# EXERCISE BRIEF:
Reproduce word for word the part of the parenting text below that opens with the words containing "Embitter has three" and closes with "you are shaping.".

## Begin SELECTED TEXT

Embitter has three shades of meaning for any parent:
…To provoke repeatedly.
…To irritate over time.
…To stir up resentment through constant pressure.
Embittered parenting isn’t about one bad parenting day. It is about a chronic tone of repeated sharpness and relentless correction. It’s a pattern that poisons the parent – child relationship. They may be compliant until they can leave your control, but one day they will leave and never look back. It’s not too late to learn to improve your parenting and the child’s spirit you are shaping.
Discouraged literally means:
…To lose heart.
…To lose inner motivation.
…To become emotionally weary.
…To give up inwardly
A discouraged child doesn’t fight. They are probably not allowed to. A discouraged child withdraws. It is about the collapse of their inner spirit when they conclude that they will never satisfy the expectations of their parents. The parent’s behavior results in the child’s inner state. Parents can be right and still damage their child’s heart. It is all about how authority is exercised. Repeated harshness doesn’t produce obedience. It results in the loss of heart. James was the brother of Jesus who led the first church in Jerusalem. Read his advice as a place to start in changing your approach to parenting imperfect children.

## End SELECTED TEXT
## Begin DATA ROWS

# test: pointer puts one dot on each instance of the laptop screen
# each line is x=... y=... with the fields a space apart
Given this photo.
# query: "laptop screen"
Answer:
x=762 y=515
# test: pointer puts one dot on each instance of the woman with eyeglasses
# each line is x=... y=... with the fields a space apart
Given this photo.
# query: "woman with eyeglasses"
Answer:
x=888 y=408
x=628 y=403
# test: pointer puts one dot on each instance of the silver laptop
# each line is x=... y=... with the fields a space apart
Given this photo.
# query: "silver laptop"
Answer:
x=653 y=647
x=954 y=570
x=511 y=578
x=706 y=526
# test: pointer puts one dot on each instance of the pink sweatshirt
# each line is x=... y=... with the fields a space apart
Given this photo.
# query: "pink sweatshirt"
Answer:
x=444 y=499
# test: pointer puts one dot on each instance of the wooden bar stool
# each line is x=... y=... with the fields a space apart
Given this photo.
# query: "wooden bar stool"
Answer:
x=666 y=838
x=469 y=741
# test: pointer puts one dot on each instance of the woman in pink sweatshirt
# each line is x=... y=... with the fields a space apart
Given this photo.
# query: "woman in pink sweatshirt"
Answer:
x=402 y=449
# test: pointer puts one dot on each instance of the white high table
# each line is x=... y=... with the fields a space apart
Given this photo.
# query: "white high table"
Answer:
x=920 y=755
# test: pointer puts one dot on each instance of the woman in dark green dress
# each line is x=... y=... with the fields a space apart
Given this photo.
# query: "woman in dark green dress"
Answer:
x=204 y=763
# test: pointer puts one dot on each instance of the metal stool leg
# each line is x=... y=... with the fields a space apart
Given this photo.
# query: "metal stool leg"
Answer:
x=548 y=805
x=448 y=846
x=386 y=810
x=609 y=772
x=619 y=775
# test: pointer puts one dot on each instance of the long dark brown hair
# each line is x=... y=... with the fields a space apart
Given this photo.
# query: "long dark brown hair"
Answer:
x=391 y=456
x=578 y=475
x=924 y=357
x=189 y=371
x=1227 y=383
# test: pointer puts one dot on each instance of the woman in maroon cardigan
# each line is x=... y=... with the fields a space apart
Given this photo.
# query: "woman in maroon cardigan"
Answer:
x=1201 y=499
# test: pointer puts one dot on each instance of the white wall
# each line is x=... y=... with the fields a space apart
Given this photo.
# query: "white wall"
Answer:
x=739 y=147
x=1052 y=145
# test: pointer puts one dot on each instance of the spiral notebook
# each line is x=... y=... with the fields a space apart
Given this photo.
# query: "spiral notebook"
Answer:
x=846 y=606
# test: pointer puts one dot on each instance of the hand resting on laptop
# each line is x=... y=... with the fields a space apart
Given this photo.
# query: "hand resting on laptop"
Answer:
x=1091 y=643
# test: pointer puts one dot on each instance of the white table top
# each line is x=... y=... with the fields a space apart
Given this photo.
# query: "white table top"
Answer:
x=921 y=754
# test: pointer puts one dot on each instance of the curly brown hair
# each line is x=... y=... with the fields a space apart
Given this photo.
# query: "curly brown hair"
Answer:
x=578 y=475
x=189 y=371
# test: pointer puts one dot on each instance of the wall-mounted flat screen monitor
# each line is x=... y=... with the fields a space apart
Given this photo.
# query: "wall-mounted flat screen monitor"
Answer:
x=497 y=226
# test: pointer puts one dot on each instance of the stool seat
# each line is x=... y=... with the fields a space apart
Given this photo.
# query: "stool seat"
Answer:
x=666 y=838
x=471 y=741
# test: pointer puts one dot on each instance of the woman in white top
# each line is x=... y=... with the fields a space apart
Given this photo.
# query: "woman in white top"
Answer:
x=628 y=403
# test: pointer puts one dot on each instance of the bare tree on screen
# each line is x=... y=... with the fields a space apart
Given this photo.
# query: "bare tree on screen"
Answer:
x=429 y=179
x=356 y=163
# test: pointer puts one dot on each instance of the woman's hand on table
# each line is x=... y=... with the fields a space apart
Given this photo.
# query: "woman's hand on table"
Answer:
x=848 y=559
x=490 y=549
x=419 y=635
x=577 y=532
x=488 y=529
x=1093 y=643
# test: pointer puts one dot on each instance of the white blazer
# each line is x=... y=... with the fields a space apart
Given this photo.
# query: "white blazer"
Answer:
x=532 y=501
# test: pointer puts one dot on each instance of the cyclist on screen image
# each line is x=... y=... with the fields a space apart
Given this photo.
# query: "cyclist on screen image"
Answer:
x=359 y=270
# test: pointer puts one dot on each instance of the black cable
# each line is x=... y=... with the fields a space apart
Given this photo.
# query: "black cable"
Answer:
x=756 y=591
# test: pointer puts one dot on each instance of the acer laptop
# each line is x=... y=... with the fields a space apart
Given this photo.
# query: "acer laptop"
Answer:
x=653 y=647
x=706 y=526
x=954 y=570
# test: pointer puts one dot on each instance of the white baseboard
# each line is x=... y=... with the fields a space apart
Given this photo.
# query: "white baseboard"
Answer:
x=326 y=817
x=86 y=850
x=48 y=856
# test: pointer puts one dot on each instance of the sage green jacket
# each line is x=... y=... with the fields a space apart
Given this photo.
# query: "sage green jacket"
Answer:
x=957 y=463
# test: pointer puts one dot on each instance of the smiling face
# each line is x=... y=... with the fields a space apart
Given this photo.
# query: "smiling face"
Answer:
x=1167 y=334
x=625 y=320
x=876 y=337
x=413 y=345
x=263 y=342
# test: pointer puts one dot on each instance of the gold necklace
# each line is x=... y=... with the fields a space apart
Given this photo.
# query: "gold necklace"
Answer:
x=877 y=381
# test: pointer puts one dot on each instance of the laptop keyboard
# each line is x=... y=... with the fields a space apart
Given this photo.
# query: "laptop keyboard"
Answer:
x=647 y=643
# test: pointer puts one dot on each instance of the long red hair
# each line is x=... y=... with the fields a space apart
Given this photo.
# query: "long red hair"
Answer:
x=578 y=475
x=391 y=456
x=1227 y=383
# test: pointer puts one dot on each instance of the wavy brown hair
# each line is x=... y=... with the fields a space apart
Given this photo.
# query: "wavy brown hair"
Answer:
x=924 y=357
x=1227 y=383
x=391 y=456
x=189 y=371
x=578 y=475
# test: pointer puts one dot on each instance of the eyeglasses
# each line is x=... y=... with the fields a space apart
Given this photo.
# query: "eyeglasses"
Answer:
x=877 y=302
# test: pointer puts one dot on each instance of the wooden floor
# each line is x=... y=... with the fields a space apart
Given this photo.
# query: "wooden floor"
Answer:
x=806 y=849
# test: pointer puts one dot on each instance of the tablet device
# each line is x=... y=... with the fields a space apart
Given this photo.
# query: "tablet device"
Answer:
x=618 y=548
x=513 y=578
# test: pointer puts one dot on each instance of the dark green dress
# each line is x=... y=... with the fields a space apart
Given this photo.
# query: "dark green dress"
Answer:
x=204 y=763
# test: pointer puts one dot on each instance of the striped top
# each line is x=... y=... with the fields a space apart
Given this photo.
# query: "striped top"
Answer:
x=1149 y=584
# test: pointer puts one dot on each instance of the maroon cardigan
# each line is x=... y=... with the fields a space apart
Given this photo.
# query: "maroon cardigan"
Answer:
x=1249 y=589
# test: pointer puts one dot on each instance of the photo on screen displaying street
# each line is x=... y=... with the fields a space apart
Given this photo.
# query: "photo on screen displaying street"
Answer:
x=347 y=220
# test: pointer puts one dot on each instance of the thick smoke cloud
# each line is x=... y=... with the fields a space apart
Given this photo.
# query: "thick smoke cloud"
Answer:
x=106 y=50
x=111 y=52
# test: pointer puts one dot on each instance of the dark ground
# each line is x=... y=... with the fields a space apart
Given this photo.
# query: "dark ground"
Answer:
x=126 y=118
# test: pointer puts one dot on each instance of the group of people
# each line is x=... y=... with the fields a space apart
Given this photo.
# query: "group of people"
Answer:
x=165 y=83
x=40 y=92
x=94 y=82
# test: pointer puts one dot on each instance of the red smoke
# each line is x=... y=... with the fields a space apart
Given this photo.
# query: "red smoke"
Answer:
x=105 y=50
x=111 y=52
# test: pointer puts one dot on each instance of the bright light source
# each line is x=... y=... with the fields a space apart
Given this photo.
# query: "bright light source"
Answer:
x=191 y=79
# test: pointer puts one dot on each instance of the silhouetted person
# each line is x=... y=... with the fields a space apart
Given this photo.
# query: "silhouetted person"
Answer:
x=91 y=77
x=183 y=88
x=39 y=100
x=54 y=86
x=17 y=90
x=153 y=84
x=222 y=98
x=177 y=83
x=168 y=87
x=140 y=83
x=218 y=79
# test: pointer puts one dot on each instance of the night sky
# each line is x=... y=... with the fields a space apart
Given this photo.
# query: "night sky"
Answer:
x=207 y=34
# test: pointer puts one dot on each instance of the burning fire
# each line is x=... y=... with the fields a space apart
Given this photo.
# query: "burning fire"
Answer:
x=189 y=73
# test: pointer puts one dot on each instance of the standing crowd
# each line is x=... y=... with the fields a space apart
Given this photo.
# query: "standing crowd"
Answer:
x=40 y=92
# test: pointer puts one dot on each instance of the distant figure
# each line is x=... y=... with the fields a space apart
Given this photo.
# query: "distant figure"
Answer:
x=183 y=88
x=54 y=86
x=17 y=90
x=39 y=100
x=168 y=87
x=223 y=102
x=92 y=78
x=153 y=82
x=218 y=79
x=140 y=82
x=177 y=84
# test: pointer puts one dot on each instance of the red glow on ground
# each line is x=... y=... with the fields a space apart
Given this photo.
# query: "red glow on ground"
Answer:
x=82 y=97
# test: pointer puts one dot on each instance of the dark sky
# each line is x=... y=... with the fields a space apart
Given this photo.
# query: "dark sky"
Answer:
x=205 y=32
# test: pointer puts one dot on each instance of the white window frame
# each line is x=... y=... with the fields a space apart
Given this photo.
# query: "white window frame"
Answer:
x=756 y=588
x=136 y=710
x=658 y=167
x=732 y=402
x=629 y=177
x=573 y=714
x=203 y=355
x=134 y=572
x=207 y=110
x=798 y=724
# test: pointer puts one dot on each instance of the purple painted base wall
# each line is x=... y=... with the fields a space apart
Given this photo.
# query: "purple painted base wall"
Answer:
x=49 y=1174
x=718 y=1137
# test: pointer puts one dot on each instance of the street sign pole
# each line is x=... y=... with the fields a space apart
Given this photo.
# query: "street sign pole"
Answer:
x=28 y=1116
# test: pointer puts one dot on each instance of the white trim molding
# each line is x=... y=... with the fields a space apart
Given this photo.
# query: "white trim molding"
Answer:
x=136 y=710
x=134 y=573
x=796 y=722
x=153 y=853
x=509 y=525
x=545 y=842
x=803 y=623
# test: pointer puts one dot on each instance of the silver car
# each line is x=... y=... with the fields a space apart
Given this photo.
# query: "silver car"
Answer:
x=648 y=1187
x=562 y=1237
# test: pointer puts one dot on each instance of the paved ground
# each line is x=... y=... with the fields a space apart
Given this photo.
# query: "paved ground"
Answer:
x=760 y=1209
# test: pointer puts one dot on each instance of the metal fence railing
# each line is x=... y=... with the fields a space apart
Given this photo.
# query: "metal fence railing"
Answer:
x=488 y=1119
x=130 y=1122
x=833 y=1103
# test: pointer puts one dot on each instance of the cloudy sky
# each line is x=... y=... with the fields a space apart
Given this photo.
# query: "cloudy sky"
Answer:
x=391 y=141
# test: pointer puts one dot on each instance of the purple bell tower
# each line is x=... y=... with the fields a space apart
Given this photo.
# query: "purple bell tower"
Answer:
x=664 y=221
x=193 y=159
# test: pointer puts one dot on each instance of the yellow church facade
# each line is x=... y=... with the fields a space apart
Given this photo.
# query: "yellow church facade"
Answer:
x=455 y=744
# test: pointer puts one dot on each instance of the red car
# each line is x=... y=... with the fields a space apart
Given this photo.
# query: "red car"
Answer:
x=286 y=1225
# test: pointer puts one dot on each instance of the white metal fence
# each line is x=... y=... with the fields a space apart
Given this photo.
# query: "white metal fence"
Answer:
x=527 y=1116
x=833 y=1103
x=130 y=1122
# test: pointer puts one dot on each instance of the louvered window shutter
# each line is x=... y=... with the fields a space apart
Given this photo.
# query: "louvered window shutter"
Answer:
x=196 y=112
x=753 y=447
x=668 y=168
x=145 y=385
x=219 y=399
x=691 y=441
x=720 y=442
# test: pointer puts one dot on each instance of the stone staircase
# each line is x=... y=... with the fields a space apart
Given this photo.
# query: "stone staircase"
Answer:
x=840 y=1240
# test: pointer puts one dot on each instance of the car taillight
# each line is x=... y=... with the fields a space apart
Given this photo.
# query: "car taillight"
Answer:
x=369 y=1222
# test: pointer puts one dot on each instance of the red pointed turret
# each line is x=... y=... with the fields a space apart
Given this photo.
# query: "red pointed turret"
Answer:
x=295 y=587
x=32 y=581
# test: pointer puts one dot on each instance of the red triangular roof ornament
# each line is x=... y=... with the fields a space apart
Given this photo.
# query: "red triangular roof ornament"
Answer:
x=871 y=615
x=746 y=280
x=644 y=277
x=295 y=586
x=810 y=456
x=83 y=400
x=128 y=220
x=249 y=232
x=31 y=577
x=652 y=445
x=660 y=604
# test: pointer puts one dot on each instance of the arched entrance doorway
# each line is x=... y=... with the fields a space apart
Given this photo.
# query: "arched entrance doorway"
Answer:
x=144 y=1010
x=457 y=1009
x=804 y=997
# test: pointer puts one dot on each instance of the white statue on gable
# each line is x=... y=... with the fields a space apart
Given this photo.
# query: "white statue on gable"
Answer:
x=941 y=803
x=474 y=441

## End DATA ROWS

# SOLUTION:
Embitter has three shades of meaning for any parent:
…To provoke repeatedly.
…To irritate over time.
…To stir up resentment through constant pressure.
Embittered parenting isn’t about one bad parenting day. It is about a chronic tone of repeated sharpness and relentless correction. It’s a pattern that poisons the parent – child relationship. They may be compliant until they can leave your control, but one day they will leave and never look back. It’s not too late to learn to improve your parenting and the child’s spirit you are shaping.